Dataset excerpt

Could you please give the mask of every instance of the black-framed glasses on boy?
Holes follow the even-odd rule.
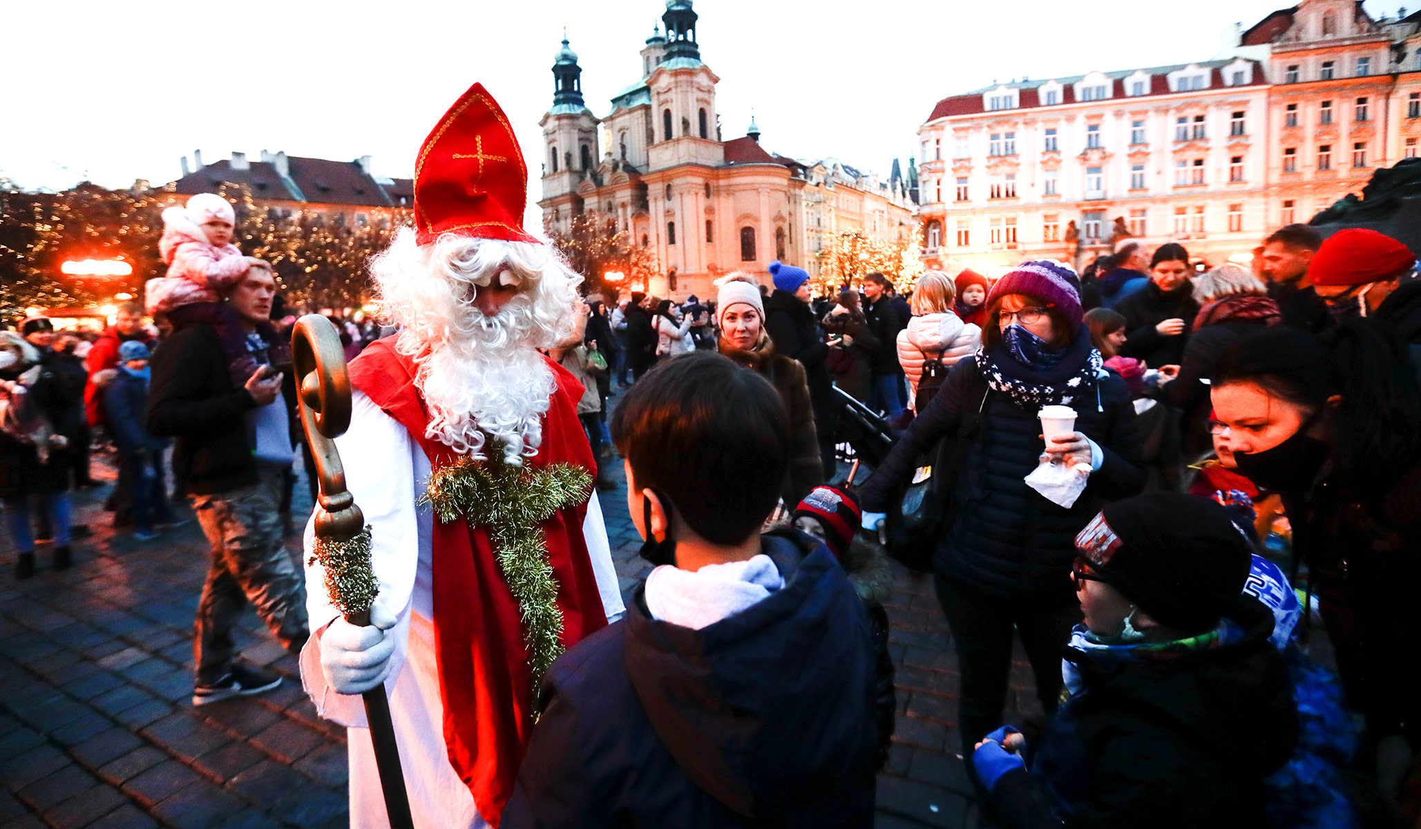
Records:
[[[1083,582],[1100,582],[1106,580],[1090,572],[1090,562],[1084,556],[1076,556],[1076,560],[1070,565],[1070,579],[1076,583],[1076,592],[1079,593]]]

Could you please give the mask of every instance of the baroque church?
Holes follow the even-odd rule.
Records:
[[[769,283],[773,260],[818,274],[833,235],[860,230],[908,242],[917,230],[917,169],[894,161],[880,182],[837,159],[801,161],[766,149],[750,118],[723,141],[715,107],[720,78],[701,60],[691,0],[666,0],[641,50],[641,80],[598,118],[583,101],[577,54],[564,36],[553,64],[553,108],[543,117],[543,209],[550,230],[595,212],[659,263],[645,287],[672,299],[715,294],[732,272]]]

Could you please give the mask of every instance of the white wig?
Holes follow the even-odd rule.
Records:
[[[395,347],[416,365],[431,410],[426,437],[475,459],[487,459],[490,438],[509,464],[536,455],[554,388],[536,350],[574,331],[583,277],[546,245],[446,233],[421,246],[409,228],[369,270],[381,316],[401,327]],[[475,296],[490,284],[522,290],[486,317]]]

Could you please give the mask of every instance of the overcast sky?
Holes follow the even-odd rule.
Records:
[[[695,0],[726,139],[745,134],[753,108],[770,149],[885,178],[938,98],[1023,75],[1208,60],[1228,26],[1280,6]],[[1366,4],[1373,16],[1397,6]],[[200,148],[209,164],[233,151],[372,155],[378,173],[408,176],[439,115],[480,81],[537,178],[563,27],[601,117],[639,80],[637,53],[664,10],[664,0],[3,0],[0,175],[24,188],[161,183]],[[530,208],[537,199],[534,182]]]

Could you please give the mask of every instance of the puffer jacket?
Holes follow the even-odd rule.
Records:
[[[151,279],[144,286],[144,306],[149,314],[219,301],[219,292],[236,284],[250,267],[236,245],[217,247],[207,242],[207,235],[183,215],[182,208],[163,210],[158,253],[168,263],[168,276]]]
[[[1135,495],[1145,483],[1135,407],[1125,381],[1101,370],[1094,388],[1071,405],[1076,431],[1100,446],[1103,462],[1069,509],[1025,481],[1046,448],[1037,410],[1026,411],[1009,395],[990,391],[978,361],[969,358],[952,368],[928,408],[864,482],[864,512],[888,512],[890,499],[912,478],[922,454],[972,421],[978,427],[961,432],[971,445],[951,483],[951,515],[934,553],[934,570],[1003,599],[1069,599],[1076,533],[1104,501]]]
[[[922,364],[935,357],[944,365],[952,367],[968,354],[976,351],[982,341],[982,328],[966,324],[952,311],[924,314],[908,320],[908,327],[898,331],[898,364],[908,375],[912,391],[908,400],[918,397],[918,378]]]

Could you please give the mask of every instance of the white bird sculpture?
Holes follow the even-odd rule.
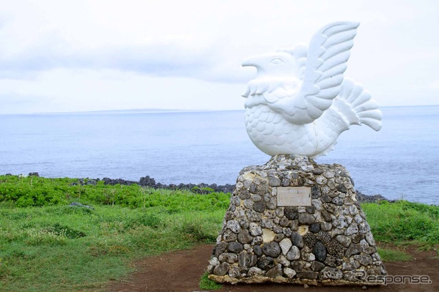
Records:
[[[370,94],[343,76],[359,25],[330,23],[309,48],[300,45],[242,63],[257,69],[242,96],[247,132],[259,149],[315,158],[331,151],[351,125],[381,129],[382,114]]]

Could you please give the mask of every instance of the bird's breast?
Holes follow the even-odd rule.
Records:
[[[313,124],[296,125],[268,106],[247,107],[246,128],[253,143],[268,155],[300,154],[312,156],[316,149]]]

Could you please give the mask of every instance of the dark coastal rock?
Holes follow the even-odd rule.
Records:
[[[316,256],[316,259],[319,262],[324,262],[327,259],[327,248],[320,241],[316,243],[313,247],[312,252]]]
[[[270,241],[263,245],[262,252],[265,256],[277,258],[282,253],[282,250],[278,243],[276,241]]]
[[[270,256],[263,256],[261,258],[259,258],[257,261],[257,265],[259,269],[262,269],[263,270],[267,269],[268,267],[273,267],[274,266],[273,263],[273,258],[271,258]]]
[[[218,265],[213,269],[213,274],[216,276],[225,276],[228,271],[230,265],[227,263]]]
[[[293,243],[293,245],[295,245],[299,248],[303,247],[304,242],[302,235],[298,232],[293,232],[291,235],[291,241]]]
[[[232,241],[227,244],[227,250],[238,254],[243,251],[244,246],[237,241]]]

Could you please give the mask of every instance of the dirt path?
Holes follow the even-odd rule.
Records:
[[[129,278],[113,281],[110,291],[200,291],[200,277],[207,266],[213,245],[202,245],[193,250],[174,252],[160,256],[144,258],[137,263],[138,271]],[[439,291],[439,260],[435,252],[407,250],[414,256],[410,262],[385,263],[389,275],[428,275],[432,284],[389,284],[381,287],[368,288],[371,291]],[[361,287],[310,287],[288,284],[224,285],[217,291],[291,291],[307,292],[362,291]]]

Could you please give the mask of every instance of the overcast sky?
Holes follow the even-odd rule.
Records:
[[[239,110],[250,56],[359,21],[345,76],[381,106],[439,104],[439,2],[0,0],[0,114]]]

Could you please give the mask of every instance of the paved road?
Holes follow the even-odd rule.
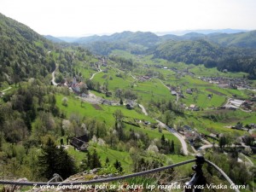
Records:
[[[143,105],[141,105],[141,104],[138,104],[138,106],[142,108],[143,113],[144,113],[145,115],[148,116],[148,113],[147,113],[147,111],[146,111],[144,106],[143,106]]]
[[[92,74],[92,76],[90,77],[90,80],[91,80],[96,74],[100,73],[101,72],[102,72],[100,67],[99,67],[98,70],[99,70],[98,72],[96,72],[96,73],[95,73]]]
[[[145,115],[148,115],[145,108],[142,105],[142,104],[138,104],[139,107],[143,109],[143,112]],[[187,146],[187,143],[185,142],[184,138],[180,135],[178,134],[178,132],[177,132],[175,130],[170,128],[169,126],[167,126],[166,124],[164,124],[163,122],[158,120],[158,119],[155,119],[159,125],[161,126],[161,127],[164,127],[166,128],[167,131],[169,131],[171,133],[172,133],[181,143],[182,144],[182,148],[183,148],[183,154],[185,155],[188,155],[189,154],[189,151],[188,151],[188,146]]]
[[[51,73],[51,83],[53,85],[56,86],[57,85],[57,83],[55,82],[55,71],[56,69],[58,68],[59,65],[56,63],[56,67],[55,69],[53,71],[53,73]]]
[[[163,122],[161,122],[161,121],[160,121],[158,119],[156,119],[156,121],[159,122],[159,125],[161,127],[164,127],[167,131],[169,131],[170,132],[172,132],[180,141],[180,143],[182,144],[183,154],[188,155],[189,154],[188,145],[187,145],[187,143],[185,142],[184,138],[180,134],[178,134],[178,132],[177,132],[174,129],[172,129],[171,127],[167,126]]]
---
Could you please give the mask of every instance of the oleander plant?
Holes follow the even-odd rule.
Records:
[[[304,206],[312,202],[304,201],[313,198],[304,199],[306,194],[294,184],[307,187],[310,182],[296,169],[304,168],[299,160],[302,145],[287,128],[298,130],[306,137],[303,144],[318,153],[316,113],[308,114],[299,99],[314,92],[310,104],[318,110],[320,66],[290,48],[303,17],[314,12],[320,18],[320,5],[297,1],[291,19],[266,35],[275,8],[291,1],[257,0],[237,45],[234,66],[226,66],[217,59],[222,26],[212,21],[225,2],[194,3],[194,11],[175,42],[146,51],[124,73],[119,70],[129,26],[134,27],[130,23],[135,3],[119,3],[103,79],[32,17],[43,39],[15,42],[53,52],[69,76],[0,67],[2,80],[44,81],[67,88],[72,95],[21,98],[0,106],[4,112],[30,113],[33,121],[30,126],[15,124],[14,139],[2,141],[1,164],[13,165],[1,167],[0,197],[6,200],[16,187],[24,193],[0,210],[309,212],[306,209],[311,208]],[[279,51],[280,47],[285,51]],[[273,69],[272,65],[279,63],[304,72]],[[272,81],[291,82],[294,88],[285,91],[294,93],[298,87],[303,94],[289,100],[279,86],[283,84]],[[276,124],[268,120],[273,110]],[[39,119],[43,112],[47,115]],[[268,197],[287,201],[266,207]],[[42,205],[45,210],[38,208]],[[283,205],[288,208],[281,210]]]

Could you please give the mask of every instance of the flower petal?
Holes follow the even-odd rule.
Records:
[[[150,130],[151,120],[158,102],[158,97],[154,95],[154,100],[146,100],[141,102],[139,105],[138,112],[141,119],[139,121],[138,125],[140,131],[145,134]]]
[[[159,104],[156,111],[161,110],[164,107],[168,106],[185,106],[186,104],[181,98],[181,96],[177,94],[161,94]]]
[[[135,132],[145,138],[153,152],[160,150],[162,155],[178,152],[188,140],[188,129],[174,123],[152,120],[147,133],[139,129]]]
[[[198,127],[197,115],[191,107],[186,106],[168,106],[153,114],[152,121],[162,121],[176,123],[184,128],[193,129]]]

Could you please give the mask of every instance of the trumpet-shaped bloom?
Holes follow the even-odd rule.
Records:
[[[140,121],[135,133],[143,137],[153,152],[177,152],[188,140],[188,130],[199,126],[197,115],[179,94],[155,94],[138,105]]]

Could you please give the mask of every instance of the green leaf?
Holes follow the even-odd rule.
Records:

Required task »
From the data above, select each line containing the string "white" and copy those lines out.

Written reply »
Could you please give the mask of every instance of the white wig?
Could you please give the mask of every instance of the white bird sculpture?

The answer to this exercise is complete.